Data under study Block Start

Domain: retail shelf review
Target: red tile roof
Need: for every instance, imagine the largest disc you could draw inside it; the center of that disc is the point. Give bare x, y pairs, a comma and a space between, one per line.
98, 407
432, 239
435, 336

Data under study Block End

◆ **Problem to solve**
Look for the line that contains "Need: for every" in the entries above. Set it down, along with all later lines, exactly as written.

◆ **Written answer**
Need: for every instance, imagine the largest disc you could draw inside it; the center of that disc is the point. Give bare x, y pairs, a comma and a space between, one per line.
98, 407
432, 239
435, 336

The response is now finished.